* **Section du document**:

»»

Retiré des affaires, Maistre compose « l’Examen sur la philosophie de Bacon » dans lequel il critique sévèrement le rationalisme et l’empirisme modernes issus de Bacon, accusés d’avoir détaché la science de la vérité morale et religieuse. Il y défend l’idée que la vraie connaissance doit rester subordonnée à la foi, à la tradition et à l’autorité divine, et non se limiter à l’expérience sensible et au calcul.
Il compose aussi les six « Lettres sur l’Inquisition espagnole », réhabilitant cette institution décriée, en montrant qu’elle était plus modérée, légale et civilisée qu’on ne le prétend, surtout comparée aux violences des révolutions modernes. Il y défend l’idée que l’unité religieuse est essentielle à l’ordre social, et que l’Inquisition fut un moyen de défense spirituelle et politique, non un organe de cruauté aveugle.

««

Éléments répertoriés dans un jeu de données:
»»

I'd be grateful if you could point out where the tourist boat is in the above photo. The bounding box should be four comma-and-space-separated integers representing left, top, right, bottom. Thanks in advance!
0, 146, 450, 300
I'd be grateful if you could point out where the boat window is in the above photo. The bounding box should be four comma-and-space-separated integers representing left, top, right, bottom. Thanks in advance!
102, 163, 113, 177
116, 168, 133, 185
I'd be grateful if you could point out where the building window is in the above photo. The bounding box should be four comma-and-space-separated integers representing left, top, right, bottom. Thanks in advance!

««
»»

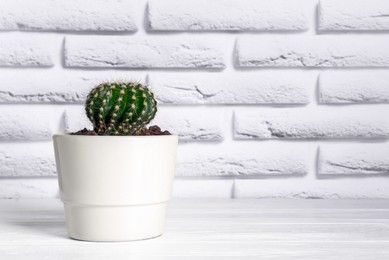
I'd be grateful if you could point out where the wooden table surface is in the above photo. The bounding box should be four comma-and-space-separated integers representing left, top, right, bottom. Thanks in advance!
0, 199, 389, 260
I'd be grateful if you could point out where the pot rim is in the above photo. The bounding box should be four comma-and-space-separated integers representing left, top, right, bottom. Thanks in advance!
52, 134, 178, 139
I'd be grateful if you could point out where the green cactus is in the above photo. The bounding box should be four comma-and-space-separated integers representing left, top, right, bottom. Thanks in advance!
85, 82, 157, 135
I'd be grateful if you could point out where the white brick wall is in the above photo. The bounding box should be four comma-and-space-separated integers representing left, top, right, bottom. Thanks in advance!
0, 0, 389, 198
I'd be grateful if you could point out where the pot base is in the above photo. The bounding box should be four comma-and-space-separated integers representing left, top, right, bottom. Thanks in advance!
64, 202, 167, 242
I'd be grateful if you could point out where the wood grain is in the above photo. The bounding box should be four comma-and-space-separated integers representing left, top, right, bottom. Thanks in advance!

««
»»

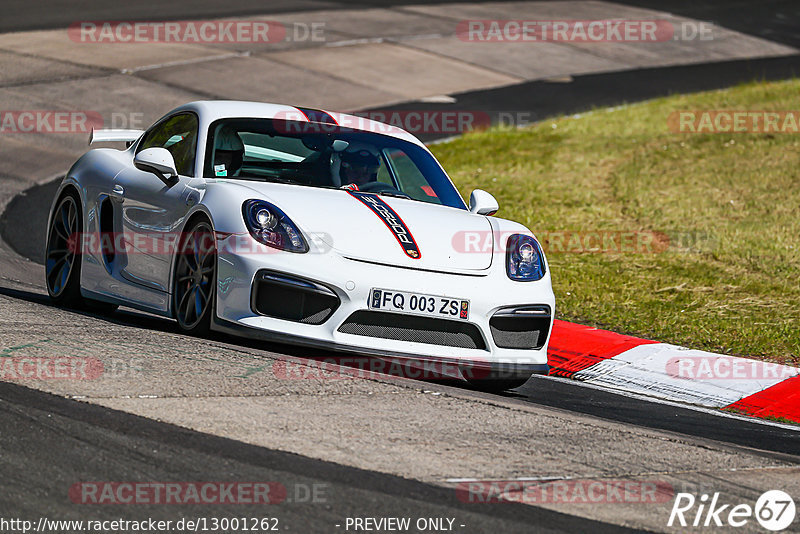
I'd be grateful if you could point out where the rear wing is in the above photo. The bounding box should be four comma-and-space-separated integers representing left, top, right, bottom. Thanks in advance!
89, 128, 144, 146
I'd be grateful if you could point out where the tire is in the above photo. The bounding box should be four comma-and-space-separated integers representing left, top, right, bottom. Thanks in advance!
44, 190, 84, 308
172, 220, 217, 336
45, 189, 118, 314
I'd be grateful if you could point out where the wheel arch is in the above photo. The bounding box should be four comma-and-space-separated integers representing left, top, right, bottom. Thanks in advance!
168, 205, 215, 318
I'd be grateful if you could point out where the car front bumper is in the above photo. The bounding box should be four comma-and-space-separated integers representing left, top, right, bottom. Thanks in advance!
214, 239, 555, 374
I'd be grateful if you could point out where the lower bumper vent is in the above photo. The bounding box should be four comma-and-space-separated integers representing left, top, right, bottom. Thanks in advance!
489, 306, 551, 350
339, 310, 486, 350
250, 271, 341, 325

««

* **Tâche courte 1**: Recopiez fidèlement l'extrait du texte sur les ouvrages de Maistre, depuis « Retiré des affaires, Maistre » jusqu'à « et au calcul. ».
* **Tâche courte 2**: Rédigez la suite du texte sur les ouvrages de Maistre, à partir de sa dernière phrase.

* **Sortie attendue 1**:
Retiré des affaires, Maistre compose « l’Examen sur la philosophie de Bacon » dans lequel il critique sévèrement le rationalisme et l’empirisme modernes issus de Bacon, accusés d’avoir détaché la science de la vérité morale et religieuse. Il y défend l’idée que la vraie connaissance doit rester subordonnée à la foi, à la tradition et à l’autorité divine, et non se limiter à l’expérience sensible et au calcul.

* **Sortie attendue 2**:
En 1817, il apprendra avec tristesse que le tsar en personne, sur ses propres deniers, a aidé le prince moldave Stroudza à publier un livre incriminant l’Église romaine et faisant passer l’Église russe orthodoxe comme la seule véritable institution céleste. Il décidera donc ensuite de se consacrer à l’écriture de son livre intitulé « Du Pape », vibrant plaidoyer pour la souveraineté spirituelle et doctrinale du pape, qu’il présente comme le fondement indispensable de l’unité chrétienne et de l’ordre moral et politique dans le monde. Contre les gallicans, les protestants et les révolutionnaires, Maistre affirme que seul le pape, en tant que chef visible de l’Église universelle, peut trancher les controverses religieuses, préserver la vérité révélée et contenir les dérives des nations. Il défend avec vigueur la plénitude des pouvoirs du Saint-Siège, y compris l’infaillibilité pontificale (avant même le dogme de Vatican I), tout en voyant dans le pape un garant de la civilisation chrétienne. L’ouvrage mêle théologie, histoire, philosophie politique et une rhétorique puissante pour démontrer que l’autorité papale n’est pas une menace pour les souverains, mais leur alliée suprême dans la défense du bien commun.
Toujours en 1817, et attendant un emploi digne de son rang du gouvernement sarde, il est reçu en France par Louis XVIII en personne qui, très froid et amer, lui reproche les critiques trop acerbes dans son « Essai sur le principe générateur des constitutions politiques ».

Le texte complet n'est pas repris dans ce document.